* _Prompt_: Give the lines of all the items below as a JSON list of strings, one string per line, with blank lines omitted. Leave the pictures out of the list.

[Items listed in a dataset]
- - - - - - -

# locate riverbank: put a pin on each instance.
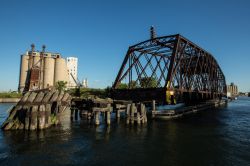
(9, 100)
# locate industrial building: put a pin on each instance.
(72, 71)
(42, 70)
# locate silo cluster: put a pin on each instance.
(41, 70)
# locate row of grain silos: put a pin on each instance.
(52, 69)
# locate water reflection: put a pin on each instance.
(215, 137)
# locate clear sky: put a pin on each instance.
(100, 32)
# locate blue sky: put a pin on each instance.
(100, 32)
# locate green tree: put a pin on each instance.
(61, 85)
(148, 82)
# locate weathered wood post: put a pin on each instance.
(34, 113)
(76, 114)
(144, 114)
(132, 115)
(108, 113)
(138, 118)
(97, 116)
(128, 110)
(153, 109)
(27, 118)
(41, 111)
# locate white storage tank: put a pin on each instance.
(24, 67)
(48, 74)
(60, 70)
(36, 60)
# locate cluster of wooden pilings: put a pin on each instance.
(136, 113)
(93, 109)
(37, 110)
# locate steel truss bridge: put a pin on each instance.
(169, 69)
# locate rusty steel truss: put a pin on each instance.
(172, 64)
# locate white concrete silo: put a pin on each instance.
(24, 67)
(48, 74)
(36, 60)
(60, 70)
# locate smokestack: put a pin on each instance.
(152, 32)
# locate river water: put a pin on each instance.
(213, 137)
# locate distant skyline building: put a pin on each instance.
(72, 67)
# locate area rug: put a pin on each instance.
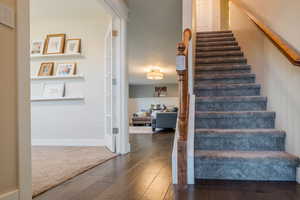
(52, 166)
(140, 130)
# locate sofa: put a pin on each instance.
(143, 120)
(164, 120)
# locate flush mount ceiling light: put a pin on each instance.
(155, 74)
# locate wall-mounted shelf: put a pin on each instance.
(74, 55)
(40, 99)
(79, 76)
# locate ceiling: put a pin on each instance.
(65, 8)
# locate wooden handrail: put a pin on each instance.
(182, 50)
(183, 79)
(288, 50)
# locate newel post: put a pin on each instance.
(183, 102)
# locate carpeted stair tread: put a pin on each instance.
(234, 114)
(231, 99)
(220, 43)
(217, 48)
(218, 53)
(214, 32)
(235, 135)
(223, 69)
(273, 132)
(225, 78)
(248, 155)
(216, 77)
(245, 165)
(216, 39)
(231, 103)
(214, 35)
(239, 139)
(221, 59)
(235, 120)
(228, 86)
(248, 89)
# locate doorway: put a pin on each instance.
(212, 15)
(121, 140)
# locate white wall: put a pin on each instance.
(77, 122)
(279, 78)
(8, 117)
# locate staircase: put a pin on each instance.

- - - - - - -

* _Result of the task_:
[
  "# locate riverbank: put a pin on each instance.",
  "(9, 100)",
  "# locate industrial building: put a pin on each instance.",
  "(72, 71)",
  "(42, 70)",
  "# locate silo cluster: put a pin on each instance.",
  "(41, 70)",
  "# locate row of grain silos: put a pin on each instance.",
  "(52, 69)",
  "# locate water reflection: put a pin on each instance.",
  "(215, 137)",
  "# locate clear sky: put a pin on each instance.",
  "(100, 32)",
  "# locate blue sky: put a pin on each instance.",
  "(100, 32)",
  "# locate green tree: put a pin on each instance.",
  "(61, 85)",
  "(148, 82)",
  "# locate weathered wood post: put a pin on each instance.",
  "(34, 113)",
  "(76, 114)",
  "(144, 114)",
  "(132, 115)",
  "(108, 113)",
  "(138, 118)",
  "(97, 116)",
  "(128, 110)",
  "(153, 109)",
  "(27, 118)",
  "(41, 111)",
  "# locate white storage tank: put a pin on each instance.",
  "(24, 67)",
  "(48, 74)",
  "(60, 70)",
  "(36, 60)",
  "# locate cluster of wooden pilings: put a pin on each instance.",
  "(136, 113)",
  "(93, 109)",
  "(37, 110)",
  "# locate steel truss bridge: put a pin on each instance.",
  "(169, 69)",
  "# locate rusty steel truss: put a pin on each instance.",
  "(172, 64)",
  "# locate white concrete silo: put a pin on each instance.",
  "(24, 67)",
  "(48, 74)",
  "(36, 60)",
  "(60, 70)",
  "# locate smokestack: put a pin on each instance.",
  "(152, 32)",
  "# locate river water: put a pin on each instance.",
  "(213, 137)",
  "# locate distant skyline building: put a pin on each instance.",
  "(72, 67)",
  "# locate area rug: put a pin on each instance.",
  "(52, 166)",
  "(140, 130)",
  "# locate sofa: put a pin on each instance.",
  "(143, 120)",
  "(164, 120)",
  "# locate flush mount ceiling light: put a pin on each instance.",
  "(155, 74)",
  "# locate wall-mounted shelf: put a pin on each instance.",
  "(74, 55)",
  "(40, 99)",
  "(79, 76)",
  "# locate ceiling: put a pin on each instance.",
  "(65, 8)",
  "# locate wooden handrail: put a pin on each instance.",
  "(182, 50)",
  "(183, 79)",
  "(288, 50)",
  "# locate newel post: put a pin on each instance.",
  "(183, 102)",
  "# locate carpeted stair tread: put a pin on each instance.",
  "(234, 114)",
  "(231, 99)",
  "(220, 43)",
  "(217, 48)",
  "(218, 53)",
  "(214, 32)",
  "(235, 135)",
  "(223, 69)",
  "(273, 132)",
  "(225, 78)",
  "(248, 155)",
  "(216, 77)",
  "(245, 165)",
  "(216, 39)",
  "(231, 103)",
  "(214, 35)",
  "(239, 139)",
  "(221, 59)",
  "(235, 120)",
  "(228, 86)",
  "(248, 89)",
  "# locate doorway: put a pin on each instance.",
  "(212, 15)",
  "(121, 140)",
  "# locate white wall: put a pin on each instance.",
  "(77, 122)",
  "(279, 78)",
  "(8, 117)",
  "# locate staircase: put a pin on each instance."
]